+++ SOURCE MATERIAL +++

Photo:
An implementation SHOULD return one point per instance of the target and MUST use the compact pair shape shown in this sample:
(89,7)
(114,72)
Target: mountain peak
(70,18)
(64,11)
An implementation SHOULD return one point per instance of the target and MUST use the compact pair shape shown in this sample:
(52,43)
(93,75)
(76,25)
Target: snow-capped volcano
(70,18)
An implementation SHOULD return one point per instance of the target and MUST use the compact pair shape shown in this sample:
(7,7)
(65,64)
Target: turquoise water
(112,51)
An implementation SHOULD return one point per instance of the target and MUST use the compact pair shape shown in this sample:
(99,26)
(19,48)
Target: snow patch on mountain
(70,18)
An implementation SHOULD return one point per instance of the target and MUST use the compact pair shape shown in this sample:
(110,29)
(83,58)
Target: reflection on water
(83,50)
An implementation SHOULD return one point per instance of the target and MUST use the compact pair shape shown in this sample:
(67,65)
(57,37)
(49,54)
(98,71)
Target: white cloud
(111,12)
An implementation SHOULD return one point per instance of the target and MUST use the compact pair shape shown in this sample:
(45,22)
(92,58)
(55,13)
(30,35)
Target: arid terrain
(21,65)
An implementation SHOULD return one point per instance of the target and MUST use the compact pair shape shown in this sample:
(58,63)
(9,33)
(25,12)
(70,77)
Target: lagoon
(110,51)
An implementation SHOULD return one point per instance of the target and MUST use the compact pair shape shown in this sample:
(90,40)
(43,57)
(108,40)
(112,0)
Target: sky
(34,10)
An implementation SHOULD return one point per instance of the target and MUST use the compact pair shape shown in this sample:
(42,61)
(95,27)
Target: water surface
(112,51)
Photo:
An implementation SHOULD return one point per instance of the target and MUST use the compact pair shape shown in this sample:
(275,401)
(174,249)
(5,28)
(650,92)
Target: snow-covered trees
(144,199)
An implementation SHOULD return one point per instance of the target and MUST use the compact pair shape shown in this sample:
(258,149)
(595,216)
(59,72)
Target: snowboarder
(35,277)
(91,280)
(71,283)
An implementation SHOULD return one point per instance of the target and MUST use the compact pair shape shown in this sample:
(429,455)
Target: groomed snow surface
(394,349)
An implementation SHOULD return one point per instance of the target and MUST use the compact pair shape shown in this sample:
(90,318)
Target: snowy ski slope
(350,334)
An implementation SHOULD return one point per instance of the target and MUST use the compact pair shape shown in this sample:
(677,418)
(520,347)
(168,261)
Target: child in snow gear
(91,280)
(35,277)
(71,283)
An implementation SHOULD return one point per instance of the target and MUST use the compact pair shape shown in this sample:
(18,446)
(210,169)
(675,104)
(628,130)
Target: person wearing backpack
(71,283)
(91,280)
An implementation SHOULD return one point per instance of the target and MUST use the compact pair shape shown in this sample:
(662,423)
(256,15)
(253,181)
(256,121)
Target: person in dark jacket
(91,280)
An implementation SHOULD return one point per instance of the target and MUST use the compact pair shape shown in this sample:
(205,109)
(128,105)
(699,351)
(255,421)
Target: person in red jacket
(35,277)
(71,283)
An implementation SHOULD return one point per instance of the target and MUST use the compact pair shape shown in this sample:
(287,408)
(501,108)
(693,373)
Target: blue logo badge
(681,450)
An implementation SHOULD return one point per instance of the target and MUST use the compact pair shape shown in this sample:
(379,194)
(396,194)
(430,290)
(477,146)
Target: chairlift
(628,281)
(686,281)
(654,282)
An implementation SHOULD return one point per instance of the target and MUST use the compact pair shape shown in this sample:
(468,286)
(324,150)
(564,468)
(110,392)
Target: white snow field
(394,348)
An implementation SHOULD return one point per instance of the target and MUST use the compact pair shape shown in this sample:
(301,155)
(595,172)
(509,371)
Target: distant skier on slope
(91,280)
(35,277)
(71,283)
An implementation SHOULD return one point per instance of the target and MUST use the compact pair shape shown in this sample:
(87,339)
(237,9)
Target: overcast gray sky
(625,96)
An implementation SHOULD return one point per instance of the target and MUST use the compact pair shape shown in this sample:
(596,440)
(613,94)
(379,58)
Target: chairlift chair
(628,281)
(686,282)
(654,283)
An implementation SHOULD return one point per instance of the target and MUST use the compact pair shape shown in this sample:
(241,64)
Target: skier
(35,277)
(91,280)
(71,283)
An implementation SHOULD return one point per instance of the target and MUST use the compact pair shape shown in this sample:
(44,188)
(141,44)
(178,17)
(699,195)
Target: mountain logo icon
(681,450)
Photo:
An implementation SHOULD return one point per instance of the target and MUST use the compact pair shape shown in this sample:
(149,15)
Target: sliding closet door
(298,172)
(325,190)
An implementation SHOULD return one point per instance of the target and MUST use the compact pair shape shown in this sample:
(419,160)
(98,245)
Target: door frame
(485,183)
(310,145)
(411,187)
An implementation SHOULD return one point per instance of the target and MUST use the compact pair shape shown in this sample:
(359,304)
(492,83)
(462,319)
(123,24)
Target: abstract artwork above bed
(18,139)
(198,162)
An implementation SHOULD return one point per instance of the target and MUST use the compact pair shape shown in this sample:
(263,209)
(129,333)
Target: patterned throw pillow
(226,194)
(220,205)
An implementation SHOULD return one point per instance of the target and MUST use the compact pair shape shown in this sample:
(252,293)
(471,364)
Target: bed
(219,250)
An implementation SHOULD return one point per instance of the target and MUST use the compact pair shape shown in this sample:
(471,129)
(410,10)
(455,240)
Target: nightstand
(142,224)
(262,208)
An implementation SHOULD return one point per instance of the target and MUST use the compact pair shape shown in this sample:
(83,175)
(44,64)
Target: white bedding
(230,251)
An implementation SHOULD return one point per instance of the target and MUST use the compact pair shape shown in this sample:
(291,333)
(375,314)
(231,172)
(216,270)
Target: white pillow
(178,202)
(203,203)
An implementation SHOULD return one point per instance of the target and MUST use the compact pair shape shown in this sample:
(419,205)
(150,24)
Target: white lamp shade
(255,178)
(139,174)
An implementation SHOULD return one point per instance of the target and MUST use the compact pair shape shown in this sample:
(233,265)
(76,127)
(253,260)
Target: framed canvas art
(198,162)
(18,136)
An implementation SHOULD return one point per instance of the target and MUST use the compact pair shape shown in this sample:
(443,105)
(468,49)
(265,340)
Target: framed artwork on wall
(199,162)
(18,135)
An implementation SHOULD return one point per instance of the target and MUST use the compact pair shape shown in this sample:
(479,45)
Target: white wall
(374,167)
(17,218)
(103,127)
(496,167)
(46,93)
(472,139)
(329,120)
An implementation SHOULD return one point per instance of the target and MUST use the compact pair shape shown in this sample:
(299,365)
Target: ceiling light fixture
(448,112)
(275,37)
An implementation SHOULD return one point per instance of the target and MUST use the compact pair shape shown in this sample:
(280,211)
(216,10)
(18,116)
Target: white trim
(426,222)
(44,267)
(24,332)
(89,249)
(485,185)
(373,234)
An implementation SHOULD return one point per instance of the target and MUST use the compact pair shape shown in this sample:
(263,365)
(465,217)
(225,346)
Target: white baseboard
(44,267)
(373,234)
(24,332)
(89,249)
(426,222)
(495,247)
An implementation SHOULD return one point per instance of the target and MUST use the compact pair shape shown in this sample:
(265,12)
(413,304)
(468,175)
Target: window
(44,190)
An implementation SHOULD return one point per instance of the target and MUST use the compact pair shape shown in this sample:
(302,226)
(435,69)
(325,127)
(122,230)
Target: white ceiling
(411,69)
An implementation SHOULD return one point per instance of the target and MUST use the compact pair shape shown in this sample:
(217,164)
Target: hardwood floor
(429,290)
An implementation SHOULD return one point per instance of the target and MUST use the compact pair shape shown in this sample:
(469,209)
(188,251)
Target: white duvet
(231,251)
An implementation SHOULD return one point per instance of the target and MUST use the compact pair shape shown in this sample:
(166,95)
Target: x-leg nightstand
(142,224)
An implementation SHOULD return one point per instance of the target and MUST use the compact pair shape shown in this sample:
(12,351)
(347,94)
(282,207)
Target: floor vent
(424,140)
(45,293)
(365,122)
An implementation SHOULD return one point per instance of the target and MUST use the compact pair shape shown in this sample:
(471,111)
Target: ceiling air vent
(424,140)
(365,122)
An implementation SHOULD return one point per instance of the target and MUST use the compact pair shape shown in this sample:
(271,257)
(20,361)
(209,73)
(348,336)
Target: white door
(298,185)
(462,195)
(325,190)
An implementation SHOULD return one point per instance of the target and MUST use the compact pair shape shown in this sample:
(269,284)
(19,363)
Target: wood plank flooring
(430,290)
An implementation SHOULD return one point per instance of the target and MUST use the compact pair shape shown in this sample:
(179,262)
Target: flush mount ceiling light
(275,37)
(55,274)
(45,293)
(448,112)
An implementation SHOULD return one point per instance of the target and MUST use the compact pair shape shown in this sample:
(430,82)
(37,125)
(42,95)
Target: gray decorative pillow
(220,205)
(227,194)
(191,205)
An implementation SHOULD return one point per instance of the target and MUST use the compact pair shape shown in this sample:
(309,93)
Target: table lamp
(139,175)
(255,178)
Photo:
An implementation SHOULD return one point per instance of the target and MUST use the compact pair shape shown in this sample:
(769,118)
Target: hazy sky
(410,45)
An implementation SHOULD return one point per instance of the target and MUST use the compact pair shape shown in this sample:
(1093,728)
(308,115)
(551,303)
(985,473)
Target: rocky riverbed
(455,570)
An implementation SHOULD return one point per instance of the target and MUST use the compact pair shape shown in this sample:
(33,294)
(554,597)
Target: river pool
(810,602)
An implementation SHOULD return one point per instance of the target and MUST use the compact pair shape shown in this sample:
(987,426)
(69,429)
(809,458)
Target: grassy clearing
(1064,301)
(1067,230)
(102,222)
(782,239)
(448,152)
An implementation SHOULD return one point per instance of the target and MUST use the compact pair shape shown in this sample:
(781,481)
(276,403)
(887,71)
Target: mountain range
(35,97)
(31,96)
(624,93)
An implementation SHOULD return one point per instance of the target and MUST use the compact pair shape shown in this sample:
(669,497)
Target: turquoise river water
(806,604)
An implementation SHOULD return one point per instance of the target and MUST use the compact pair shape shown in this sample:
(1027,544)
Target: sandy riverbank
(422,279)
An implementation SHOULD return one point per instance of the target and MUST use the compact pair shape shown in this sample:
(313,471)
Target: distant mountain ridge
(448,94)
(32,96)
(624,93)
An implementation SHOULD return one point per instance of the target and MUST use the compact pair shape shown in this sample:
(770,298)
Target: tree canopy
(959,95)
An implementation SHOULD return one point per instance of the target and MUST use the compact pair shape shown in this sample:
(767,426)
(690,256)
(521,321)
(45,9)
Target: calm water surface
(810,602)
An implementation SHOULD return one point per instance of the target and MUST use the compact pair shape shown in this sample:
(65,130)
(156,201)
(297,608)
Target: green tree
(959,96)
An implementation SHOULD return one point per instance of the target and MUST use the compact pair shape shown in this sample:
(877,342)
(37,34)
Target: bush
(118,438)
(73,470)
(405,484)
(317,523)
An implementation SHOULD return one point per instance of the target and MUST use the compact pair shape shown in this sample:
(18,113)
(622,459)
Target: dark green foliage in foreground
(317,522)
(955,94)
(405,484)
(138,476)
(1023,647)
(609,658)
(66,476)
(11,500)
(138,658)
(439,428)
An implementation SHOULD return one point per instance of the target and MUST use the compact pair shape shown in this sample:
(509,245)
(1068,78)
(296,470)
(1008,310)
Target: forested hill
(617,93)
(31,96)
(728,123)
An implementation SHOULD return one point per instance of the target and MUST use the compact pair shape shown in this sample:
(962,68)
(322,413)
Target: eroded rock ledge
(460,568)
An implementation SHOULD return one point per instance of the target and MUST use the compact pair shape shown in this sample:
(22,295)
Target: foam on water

+++

• [WHAT TO DO]:
Identify each line in the entries above that contains the string "framed", matching case exactly, and copy those lines.

• [EXERCISE SOLUTION]:
Target: framed canvas art
Target: framed artwork on wall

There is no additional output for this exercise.